**Saved data entries**
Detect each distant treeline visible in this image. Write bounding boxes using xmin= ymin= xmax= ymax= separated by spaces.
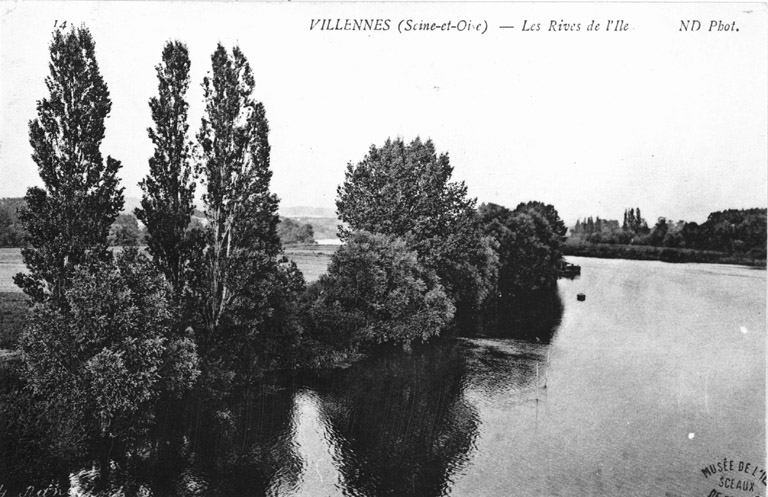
xmin=567 ymin=208 xmax=766 ymax=262
xmin=0 ymin=198 xmax=315 ymax=248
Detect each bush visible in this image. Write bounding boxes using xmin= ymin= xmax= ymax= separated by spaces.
xmin=305 ymin=231 xmax=455 ymax=351
xmin=21 ymin=249 xmax=199 ymax=478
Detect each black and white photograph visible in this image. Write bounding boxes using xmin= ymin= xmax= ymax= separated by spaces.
xmin=0 ymin=0 xmax=768 ymax=497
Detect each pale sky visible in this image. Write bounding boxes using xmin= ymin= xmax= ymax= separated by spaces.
xmin=0 ymin=1 xmax=768 ymax=223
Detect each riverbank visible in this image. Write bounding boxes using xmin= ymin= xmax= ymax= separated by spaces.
xmin=563 ymin=241 xmax=766 ymax=268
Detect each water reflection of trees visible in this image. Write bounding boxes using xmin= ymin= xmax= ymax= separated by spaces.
xmin=474 ymin=288 xmax=563 ymax=343
xmin=67 ymin=381 xmax=302 ymax=497
xmin=310 ymin=344 xmax=478 ymax=496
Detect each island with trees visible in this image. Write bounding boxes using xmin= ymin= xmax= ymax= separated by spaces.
xmin=564 ymin=207 xmax=768 ymax=267
xmin=0 ymin=23 xmax=765 ymax=495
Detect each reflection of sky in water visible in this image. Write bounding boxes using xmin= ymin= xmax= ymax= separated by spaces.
xmin=63 ymin=258 xmax=766 ymax=497
xmin=276 ymin=258 xmax=765 ymax=496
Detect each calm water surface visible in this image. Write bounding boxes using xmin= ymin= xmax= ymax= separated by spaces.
xmin=69 ymin=257 xmax=766 ymax=496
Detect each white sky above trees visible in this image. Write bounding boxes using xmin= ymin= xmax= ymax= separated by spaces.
xmin=0 ymin=1 xmax=768 ymax=224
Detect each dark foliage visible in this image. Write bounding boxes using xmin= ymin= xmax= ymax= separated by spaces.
xmin=14 ymin=27 xmax=123 ymax=302
xmin=336 ymin=138 xmax=496 ymax=313
xmin=305 ymin=232 xmax=454 ymax=351
xmin=136 ymin=41 xmax=200 ymax=300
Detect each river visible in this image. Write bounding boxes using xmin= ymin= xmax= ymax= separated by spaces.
xmin=61 ymin=257 xmax=766 ymax=497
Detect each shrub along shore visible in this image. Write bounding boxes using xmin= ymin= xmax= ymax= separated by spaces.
xmin=563 ymin=240 xmax=766 ymax=268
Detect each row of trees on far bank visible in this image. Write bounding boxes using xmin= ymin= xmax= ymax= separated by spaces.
xmin=570 ymin=208 xmax=768 ymax=259
xmin=0 ymin=27 xmax=565 ymax=485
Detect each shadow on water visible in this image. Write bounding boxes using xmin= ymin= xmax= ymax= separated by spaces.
xmin=308 ymin=341 xmax=479 ymax=497
xmin=67 ymin=372 xmax=302 ymax=497
xmin=468 ymin=287 xmax=563 ymax=344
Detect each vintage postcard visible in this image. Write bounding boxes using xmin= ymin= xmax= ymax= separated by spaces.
xmin=0 ymin=1 xmax=768 ymax=497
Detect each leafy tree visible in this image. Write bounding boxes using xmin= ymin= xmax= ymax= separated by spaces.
xmin=336 ymin=138 xmax=495 ymax=310
xmin=302 ymin=231 xmax=454 ymax=349
xmin=0 ymin=198 xmax=27 ymax=247
xmin=21 ymin=249 xmax=199 ymax=480
xmin=192 ymin=45 xmax=282 ymax=380
xmin=136 ymin=41 xmax=195 ymax=298
xmin=14 ymin=27 xmax=123 ymax=302
xmin=479 ymin=204 xmax=560 ymax=301
xmin=515 ymin=200 xmax=564 ymax=242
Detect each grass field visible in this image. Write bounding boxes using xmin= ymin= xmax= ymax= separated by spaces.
xmin=285 ymin=245 xmax=339 ymax=283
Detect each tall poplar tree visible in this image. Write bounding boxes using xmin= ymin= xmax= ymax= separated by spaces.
xmin=14 ymin=26 xmax=123 ymax=303
xmin=196 ymin=44 xmax=282 ymax=361
xmin=135 ymin=41 xmax=195 ymax=299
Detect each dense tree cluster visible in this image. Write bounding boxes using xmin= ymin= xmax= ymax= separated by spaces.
xmin=0 ymin=21 xmax=624 ymax=491
xmin=308 ymin=231 xmax=454 ymax=349
xmin=571 ymin=208 xmax=766 ymax=259
xmin=14 ymin=29 xmax=123 ymax=302
xmin=479 ymin=202 xmax=565 ymax=300
xmin=336 ymin=138 xmax=496 ymax=313
xmin=0 ymin=27 xmax=304 ymax=484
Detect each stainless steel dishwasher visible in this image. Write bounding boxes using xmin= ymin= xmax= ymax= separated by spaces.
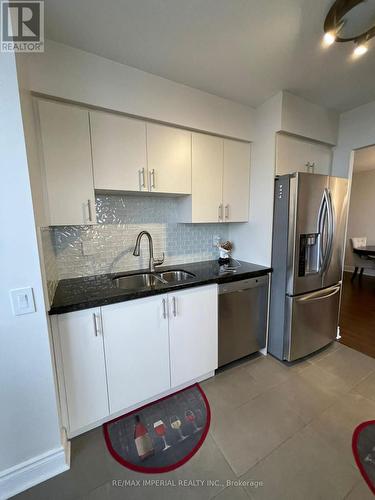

**TASK TO CARRY OUT**
Rewrite every entry above with "visible" swapped for "shown", leaving all other text unchanged. Omit the pictures from your answer.

**WRITTEN SOLUTION**
Detect each distant treeline shown in this image. Write bounding boxes using xmin= ymin= xmax= ymax= separated by spaces.
xmin=567 ymin=208 xmax=766 ymax=262
xmin=0 ymin=198 xmax=315 ymax=248
Detect each bush shown in this image. Write bounding boxes using xmin= ymin= xmax= ymax= separated by spaces.
xmin=305 ymin=231 xmax=455 ymax=351
xmin=21 ymin=249 xmax=199 ymax=478
Detect each black and white photograph shown in this image. Write bounding boxes using xmin= ymin= xmax= ymax= separated by spaces.
xmin=0 ymin=0 xmax=768 ymax=497
Detect each pale sky shown in this image. Write bounding boxes using xmin= ymin= xmax= ymax= separated by spaces.
xmin=0 ymin=1 xmax=768 ymax=223
Detect each riverbank shown in this image. Write bounding boxes using xmin= ymin= xmax= ymax= separated by spaces.
xmin=563 ymin=241 xmax=766 ymax=268
Detect each water reflection of trees shown in this image. Write bounding boxes using xmin= ymin= xmax= ymax= separated by spaces.
xmin=474 ymin=288 xmax=563 ymax=343
xmin=67 ymin=381 xmax=302 ymax=497
xmin=310 ymin=344 xmax=478 ymax=496
Detect each island with trees shown in this image. Write bounding boxes using xmin= ymin= xmax= ymax= separated by spaces.
xmin=564 ymin=207 xmax=768 ymax=267
xmin=0 ymin=23 xmax=765 ymax=495
Detect each reflection of sky in water shown in this image. Write bounding boxes using xmin= ymin= xmax= ymax= separated by spaces.
xmin=63 ymin=258 xmax=766 ymax=497
xmin=276 ymin=258 xmax=765 ymax=496
Detect each calm water surface shown in this image. Write bounding boxes using xmin= ymin= xmax= ymax= separated by spaces.
xmin=69 ymin=257 xmax=766 ymax=496
Detect each white sky above trees shown in this image. Write bounding boxes using xmin= ymin= xmax= ymax= separated by spaces.
xmin=0 ymin=1 xmax=768 ymax=224
Detect each dark foliage shown in this image. Write bounding boxes using xmin= ymin= xmax= ymax= separated by spaces.
xmin=14 ymin=27 xmax=123 ymax=302
xmin=336 ymin=138 xmax=496 ymax=313
xmin=305 ymin=232 xmax=454 ymax=351
xmin=136 ymin=41 xmax=200 ymax=300
Detect each river shown in this image. Write bounding boxes using xmin= ymin= xmax= ymax= separated by spaces.
xmin=61 ymin=257 xmax=766 ymax=497
Detect each shrub along shore shown in this image. Write bounding boxes using xmin= ymin= xmax= ymax= separated by spaces.
xmin=563 ymin=240 xmax=766 ymax=268
Detect each row of trees on far bank shown in this image. Write bounding boxes using xmin= ymin= xmax= ymax= separated by spaces.
xmin=570 ymin=208 xmax=768 ymax=259
xmin=0 ymin=27 xmax=565 ymax=485
Detect each shadow on water shown in this image. Write bounding boxes using xmin= ymin= xmax= ymax= separated by spaces.
xmin=308 ymin=341 xmax=479 ymax=497
xmin=67 ymin=372 xmax=302 ymax=497
xmin=468 ymin=287 xmax=563 ymax=344
Detect each vintage postcard shown in this image. Write bounding boxes using xmin= ymin= xmax= ymax= separated by spaces.
xmin=0 ymin=1 xmax=768 ymax=497
Detect each leafy tree shown in this image. Write bounding boxes using xmin= ymin= xmax= ymax= separated by spaces.
xmin=336 ymin=138 xmax=495 ymax=310
xmin=302 ymin=231 xmax=454 ymax=349
xmin=0 ymin=198 xmax=27 ymax=247
xmin=21 ymin=249 xmax=199 ymax=480
xmin=192 ymin=45 xmax=282 ymax=380
xmin=136 ymin=41 xmax=195 ymax=298
xmin=14 ymin=27 xmax=123 ymax=302
xmin=479 ymin=204 xmax=560 ymax=301
xmin=515 ymin=200 xmax=564 ymax=242
Detect each grass field shown in this image. Write bounding boxes using xmin= ymin= xmax= ymax= separated by spaces.
xmin=285 ymin=245 xmax=339 ymax=283
Detect each tall poplar tree shown in this image. Write bounding boxes using xmin= ymin= xmax= ymax= separated by spaces.
xmin=14 ymin=26 xmax=123 ymax=303
xmin=196 ymin=44 xmax=282 ymax=361
xmin=135 ymin=41 xmax=195 ymax=299
Detect each dense tree cluster shown in this image. Write bounding boxes using xmin= ymin= xmax= ymax= separated by spaces.
xmin=0 ymin=21 xmax=624 ymax=491
xmin=308 ymin=231 xmax=454 ymax=349
xmin=571 ymin=208 xmax=766 ymax=259
xmin=14 ymin=29 xmax=123 ymax=302
xmin=479 ymin=202 xmax=565 ymax=300
xmin=336 ymin=138 xmax=496 ymax=313
xmin=0 ymin=27 xmax=304 ymax=484
Detect each stainless steel dishwasher shown in this image. Write bounding boxes using xmin= ymin= xmax= ymax= separated by spaces.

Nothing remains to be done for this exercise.